» **Written instruction**
Extract each line from the data below that contains the string "face". Treat uppercase and lowercase as different.

----------

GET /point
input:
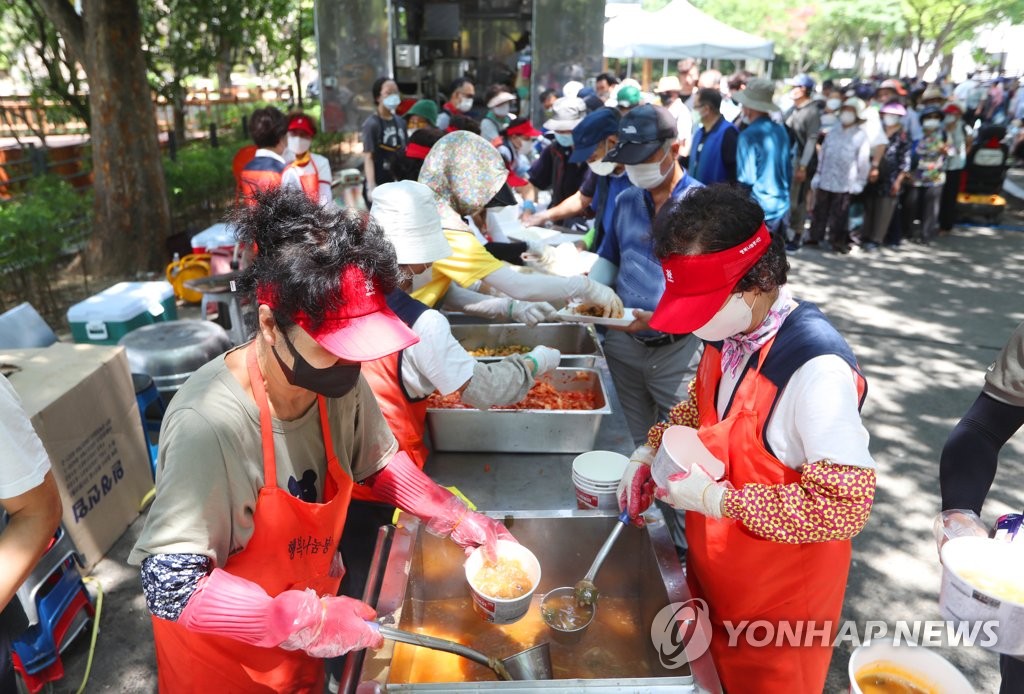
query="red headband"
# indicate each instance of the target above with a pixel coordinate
(695, 287)
(414, 150)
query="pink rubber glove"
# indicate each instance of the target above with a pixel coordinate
(238, 608)
(401, 483)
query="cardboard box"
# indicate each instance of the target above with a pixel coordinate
(82, 403)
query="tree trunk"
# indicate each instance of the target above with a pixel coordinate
(132, 219)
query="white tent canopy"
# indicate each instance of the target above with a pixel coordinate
(680, 30)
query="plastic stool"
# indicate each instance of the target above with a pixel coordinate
(148, 401)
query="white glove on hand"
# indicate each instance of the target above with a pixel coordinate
(596, 294)
(636, 486)
(693, 490)
(532, 312)
(544, 358)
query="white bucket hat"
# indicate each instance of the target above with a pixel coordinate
(408, 213)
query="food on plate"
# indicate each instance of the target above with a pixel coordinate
(541, 396)
(501, 350)
(505, 579)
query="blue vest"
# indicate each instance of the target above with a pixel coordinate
(707, 163)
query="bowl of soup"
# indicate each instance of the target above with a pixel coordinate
(884, 668)
(983, 586)
(503, 590)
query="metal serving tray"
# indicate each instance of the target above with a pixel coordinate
(413, 569)
(525, 431)
(579, 344)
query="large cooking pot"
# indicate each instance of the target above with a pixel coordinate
(171, 351)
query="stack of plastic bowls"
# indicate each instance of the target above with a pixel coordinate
(595, 476)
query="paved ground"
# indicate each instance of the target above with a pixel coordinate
(925, 322)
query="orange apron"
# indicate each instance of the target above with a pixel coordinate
(744, 577)
(294, 546)
(406, 417)
(309, 181)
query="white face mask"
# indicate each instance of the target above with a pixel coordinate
(731, 319)
(298, 144)
(648, 176)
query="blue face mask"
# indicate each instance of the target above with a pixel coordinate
(563, 139)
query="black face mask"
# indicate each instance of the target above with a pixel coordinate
(334, 381)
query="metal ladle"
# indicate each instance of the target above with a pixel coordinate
(532, 663)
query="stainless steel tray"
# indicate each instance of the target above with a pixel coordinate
(412, 568)
(525, 431)
(579, 344)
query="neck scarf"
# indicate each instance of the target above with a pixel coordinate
(738, 347)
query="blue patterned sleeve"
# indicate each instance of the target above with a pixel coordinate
(170, 579)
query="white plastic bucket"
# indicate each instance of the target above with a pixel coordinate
(498, 610)
(595, 478)
(920, 662)
(960, 600)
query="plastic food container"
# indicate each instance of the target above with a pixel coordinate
(498, 610)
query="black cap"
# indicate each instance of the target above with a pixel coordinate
(504, 198)
(641, 133)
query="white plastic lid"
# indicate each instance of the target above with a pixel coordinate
(122, 302)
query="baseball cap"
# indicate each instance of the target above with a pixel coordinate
(592, 131)
(301, 123)
(802, 80)
(360, 329)
(628, 95)
(641, 132)
(408, 213)
(566, 114)
(696, 287)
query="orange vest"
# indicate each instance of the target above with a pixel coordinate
(294, 546)
(745, 577)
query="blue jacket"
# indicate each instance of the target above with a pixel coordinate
(764, 166)
(628, 244)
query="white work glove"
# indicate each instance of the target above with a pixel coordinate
(693, 490)
(543, 358)
(595, 294)
(532, 312)
(636, 488)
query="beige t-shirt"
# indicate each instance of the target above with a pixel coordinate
(1005, 378)
(210, 468)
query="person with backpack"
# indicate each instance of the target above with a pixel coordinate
(383, 135)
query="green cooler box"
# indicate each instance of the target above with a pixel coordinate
(108, 316)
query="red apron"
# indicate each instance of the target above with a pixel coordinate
(294, 546)
(407, 418)
(309, 181)
(744, 577)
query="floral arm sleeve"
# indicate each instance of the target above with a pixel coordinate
(684, 414)
(830, 502)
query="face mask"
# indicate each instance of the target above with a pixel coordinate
(334, 381)
(731, 319)
(564, 139)
(647, 176)
(298, 144)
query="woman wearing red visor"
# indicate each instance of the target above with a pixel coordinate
(776, 399)
(259, 452)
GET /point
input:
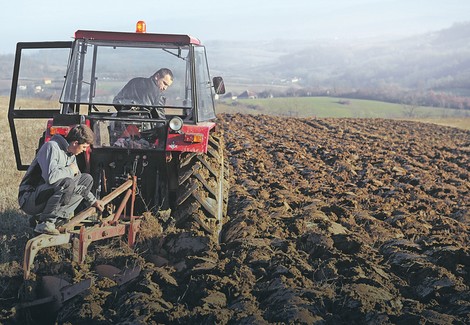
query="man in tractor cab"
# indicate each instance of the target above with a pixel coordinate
(53, 186)
(146, 91)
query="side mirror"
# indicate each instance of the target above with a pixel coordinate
(219, 85)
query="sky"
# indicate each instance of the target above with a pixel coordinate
(57, 20)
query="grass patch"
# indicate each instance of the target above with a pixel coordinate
(323, 107)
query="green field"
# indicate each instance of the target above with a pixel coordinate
(340, 107)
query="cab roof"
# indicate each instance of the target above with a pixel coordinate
(136, 37)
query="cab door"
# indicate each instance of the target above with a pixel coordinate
(38, 77)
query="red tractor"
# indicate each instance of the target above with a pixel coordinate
(140, 161)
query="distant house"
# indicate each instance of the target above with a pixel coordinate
(230, 95)
(248, 94)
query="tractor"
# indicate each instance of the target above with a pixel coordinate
(140, 161)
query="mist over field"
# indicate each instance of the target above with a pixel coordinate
(430, 69)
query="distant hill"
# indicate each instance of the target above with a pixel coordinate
(438, 61)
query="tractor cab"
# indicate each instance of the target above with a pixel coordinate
(75, 82)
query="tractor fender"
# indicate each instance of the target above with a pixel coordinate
(191, 138)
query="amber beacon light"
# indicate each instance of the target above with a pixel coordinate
(140, 27)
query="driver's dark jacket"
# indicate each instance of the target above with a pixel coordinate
(140, 91)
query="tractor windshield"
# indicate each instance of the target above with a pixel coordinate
(99, 71)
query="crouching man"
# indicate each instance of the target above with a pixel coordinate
(53, 186)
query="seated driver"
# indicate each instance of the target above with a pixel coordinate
(146, 91)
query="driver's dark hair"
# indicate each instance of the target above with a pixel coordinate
(163, 72)
(81, 133)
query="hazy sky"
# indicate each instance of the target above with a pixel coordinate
(57, 20)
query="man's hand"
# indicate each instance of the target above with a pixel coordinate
(99, 205)
(74, 168)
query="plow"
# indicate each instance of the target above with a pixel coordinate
(80, 231)
(147, 155)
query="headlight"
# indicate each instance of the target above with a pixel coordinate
(176, 123)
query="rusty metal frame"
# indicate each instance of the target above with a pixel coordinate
(82, 238)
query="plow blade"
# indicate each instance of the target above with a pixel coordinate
(119, 276)
(85, 235)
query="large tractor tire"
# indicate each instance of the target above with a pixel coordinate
(202, 195)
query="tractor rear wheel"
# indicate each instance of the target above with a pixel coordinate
(202, 195)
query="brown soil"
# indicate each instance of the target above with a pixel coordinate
(332, 221)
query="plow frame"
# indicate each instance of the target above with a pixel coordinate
(113, 226)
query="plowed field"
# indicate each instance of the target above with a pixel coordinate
(332, 221)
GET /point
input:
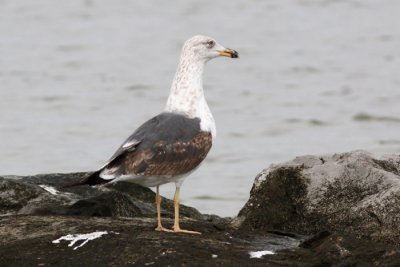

----------

» **Problem solution**
query="white face mask"
query="blue face mask"
query="black face mask"
query="face mask"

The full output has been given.